Required work:
Repeat, line for line, the entries printed below.

(Rows from a pointing dataset)
━━━━━━━━━━

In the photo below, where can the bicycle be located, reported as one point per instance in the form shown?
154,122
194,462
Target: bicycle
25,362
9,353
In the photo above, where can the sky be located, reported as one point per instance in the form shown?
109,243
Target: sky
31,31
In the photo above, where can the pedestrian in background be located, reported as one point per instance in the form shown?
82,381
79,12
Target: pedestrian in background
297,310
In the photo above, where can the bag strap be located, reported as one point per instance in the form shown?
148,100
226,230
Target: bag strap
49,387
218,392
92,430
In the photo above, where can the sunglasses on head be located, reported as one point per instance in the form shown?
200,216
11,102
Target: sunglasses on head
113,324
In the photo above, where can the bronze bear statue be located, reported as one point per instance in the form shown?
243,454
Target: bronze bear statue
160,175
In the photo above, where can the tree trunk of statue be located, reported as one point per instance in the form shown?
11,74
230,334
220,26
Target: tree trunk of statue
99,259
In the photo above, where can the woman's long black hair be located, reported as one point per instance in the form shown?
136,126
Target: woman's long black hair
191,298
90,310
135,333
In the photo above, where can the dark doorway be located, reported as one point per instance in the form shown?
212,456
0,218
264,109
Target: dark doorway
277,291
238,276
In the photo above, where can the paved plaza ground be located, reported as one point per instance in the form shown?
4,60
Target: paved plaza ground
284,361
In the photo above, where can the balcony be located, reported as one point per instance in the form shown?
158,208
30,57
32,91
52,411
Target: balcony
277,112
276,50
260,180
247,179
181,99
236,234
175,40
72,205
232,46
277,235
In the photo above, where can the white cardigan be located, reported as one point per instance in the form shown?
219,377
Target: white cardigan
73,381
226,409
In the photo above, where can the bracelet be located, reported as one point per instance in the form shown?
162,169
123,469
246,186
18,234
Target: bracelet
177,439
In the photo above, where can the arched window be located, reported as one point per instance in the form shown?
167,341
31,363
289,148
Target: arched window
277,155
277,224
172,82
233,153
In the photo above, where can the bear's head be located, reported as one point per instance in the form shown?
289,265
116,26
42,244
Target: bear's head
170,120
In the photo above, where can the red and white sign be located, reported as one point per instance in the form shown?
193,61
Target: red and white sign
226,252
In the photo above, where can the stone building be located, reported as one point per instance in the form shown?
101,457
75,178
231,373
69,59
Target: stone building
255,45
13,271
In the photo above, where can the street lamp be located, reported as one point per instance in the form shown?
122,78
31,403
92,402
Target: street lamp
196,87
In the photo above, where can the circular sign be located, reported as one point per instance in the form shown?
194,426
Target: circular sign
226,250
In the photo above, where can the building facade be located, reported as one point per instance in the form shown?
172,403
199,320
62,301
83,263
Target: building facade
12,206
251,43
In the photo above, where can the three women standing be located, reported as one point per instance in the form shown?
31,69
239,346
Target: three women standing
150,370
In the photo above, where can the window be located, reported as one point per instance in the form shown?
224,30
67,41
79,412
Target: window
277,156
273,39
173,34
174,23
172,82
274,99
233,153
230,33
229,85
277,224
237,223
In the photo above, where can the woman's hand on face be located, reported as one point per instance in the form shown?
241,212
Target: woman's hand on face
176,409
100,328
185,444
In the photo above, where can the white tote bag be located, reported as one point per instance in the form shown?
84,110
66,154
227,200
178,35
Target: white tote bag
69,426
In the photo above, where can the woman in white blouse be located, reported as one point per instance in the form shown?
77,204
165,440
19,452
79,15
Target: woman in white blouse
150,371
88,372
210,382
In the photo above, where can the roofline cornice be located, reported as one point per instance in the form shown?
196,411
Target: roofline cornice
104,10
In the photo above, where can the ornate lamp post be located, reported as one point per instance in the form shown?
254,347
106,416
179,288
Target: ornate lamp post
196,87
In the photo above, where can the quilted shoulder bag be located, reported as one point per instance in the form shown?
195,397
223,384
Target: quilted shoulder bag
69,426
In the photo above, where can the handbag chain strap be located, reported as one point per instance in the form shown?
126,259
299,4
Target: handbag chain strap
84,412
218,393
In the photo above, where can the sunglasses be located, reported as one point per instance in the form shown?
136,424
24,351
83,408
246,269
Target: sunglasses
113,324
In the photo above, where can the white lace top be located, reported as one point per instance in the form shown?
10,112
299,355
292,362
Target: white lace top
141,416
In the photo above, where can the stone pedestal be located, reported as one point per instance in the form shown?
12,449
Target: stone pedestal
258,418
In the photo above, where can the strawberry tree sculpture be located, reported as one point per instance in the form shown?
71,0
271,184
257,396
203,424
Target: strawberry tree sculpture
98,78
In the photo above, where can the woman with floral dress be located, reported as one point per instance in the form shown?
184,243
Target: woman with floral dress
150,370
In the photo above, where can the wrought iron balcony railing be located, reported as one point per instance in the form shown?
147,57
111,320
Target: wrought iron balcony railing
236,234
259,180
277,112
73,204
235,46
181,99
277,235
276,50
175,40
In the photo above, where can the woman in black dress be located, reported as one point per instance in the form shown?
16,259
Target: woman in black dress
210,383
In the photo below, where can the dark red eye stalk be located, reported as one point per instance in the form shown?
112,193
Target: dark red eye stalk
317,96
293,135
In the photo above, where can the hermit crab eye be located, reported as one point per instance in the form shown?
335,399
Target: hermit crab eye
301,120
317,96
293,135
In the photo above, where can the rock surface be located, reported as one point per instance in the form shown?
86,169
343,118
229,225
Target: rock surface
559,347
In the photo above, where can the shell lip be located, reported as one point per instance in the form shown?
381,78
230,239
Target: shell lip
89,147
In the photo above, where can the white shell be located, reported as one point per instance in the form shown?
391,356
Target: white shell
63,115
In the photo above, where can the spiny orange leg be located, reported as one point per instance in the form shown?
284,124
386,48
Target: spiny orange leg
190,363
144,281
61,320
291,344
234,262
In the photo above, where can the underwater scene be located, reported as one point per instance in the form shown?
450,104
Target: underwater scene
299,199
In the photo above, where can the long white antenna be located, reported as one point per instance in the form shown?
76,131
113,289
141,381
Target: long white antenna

━━━━━━━━━━

Exercise result:
In the photo below, where can the bicycle be located, reported as one point per instance in the form shown?
154,122
194,462
Target: bicycle
25,362
9,353
In the photo above, where can the sky be located, reported as one point per instance in the form shown?
109,243
Target: sky
31,31
In the photo above, where can the pedestrian in background be located, reported as one point per instance in the form shown?
82,381
79,12
Target: pedestrian in background
297,310
In the photo above, where can the bag strap be located, reported as one point per instance in the form shown?
148,100
226,230
Target: bag strap
49,387
218,392
92,430
In the photo above, where can the sunglasses on head be located, reported as one point per instance in the form shown?
200,216
11,102
Target: sunglasses on head
113,324
In the photo above, where can the bronze bear statue be located, reported as one point per instance in the form shown?
243,454
Target: bronze bear statue
160,175
In the photo above, where can the tree trunk of statue be located, reported as one point per instance in the form shown?
11,74
230,334
220,26
Target: tree trunk of statue
99,259
In the photo above, where can the woman's long black hair be located, reported as one point per instance in the form shown?
136,126
Target: woman's long black hair
191,298
90,310
135,333
In the photo above, where can the dark doorway be located, reported as one point per instance in the form shown?
212,456
0,218
264,109
Target: dark doorway
277,291
238,276
In the photo above, where can the paved plaza ground be located, reported as one point per instance in the form shown?
4,60
Target: paved plaza ground
284,361
In the photo above, where can the balcony be located, reported as one point per instance in the form shown?
158,208
30,57
32,91
52,411
Target: balcony
277,112
276,50
260,180
247,179
181,99
236,234
175,40
72,205
232,46
277,235
In the photo above, where can the white cardigan be located, reported as one point per instance in the form shown?
219,377
Target: white cardigan
73,381
226,409
In the photo above, where can the bracelet be located, reported as one point per instance in the form shown?
162,169
123,469
246,186
18,234
Target: bracelet
177,439
In the photo above, where can the arched window be located, reported as one point per instance in the form shown?
167,341
31,363
289,148
Target: arched window
277,155
277,224
172,82
233,153
In the photo above, where can the bear's head be located, reported as one point per instance in the form shown?
289,265
116,26
42,244
Target: bear's head
170,120
In the photo above, where can the red and white sign be located, reported as one point per instance in the form shown?
193,61
Target: red and white sign
226,252
In the photo above, where can the stone building be located, reported as one point per instance in the form shown?
101,457
75,178
231,373
69,59
Target: stone building
255,45
13,271
In the photo above, where can the street lamp be located, reported as one point per instance in the form shown?
122,78
31,403
92,402
Target: street lamp
196,87
In the photo above, where can the circular sign be located, reported as one point per instance in the form shown?
194,426
Target: circular sign
226,250
In the photo above, where can the building facade be located, reported as one point per instance in the form shown?
172,403
199,320
62,301
83,263
Target: building facade
12,206
251,43
In the photo above, where can the three women standing be located, reported as one point per instance in the form shown?
31,69
239,346
Target: three women standing
150,370
In the photo above, where can the window be located, reported as one point per instance in the form shown?
224,30
67,41
79,412
Target: window
277,156
273,39
173,34
174,23
172,82
274,99
233,153
230,33
229,85
277,224
237,223
In the photo above, where can the woman's hand on face be located, reported as one point per instance in the form shown?
241,212
Target: woman's hand on face
176,409
100,328
185,444
In the photo above, where can the white tote bag be located, reported as one point per instance in the form shown?
84,110
66,154
227,200
178,35
Target: white tote bag
69,426
In the photo above, where can the woman in white blouse be located, reported as one point per instance in the form shown?
77,204
165,440
19,452
79,15
Target: woman in white blouse
150,371
88,372
210,382
In the photo above, where can the roofline cornice be located, reported as one point per instance in the form shown?
196,411
Target: roofline cornice
104,10
In the photo above, where can the ornate lamp post be located, reported as one point per instance in the form shown?
254,347
106,416
179,288
Target: ornate lamp post
196,87
In the photo above, where can the quilted shoulder bag be located, reported as one point per instance in the form shown?
195,397
223,384
Target: quilted shoulder bag
69,426
In the photo above, where can the handbag chain strap be located, reported as one point per instance in the form shown?
126,259
299,4
Target: handbag chain strap
84,412
218,393
In the photo above, where can the sunglasses be located, reported as one point per instance in the form shown?
136,424
24,351
83,408
246,269
Target: sunglasses
113,324
In the photo above, where can the white lace top be located, reported as one point per instance in the form shown?
10,112
299,355
292,362
Target: white lace top
141,416
In the photo above, where can the stone pedestal be located, reported as one point per instance in the form shown?
12,449
Target: stone pedestal
258,418
In the photo above, where can the strawberry tree sculpture be located, reported as one point per instance in the form shown?
71,0
271,184
257,396
203,424
Target: strawberry tree sculpture
98,78
In the photo above, where can the woman with floral dress be located, reported as one point per instance in the form shown?
184,243
Target: woman with floral dress
150,370
In the photo above, where can the wrought iron balcony railing be located, reported as one point per instance in the form shown?
147,57
111,320
Target: wrought iron balcony railing
236,234
259,180
277,112
73,204
235,46
181,99
277,235
276,50
175,40
In the photo above, where can the woman in black dress be located, reported as one point per instance in the form shown?
16,259
Target: woman in black dress
210,383
In the photo below, where can the dark red eye stalk be located, reported as one point per instance in the form shown?
112,193
Target: dark red eye stalk
317,96
293,135
In the photo above, where can the hermit crab eye be located, reported as one point per instance in the form shown?
335,399
Target: hermit crab eye
301,120
317,96
293,135
In the photo above, where can the rock surface be located, reported as one point per instance in the form shown?
86,169
343,118
229,225
Target: rock surface
559,347
In the photo above, where can the shell lip be located, reported as one point per instance in the form shown?
381,78
230,239
Target: shell lip
89,147
In the photo above, where can the white shell be located, reported as one point per instance in the form shown?
391,356
Target: white shell
63,115
In the photo above, where can the spiny orange leg be located, reported as one point per instance in the form shown?
284,124
386,48
Target: spiny orange leg
190,363
144,281
61,320
291,344
234,262
In the photo above, where can the underwater scene be located, reported as one point per instance in the form shown?
450,104
Target: underwater scene
299,199
In the photo above, where can the long white antenna be located, reported as one point per instance in the form shown?
76,131
113,289
141,381
Target: long white antenna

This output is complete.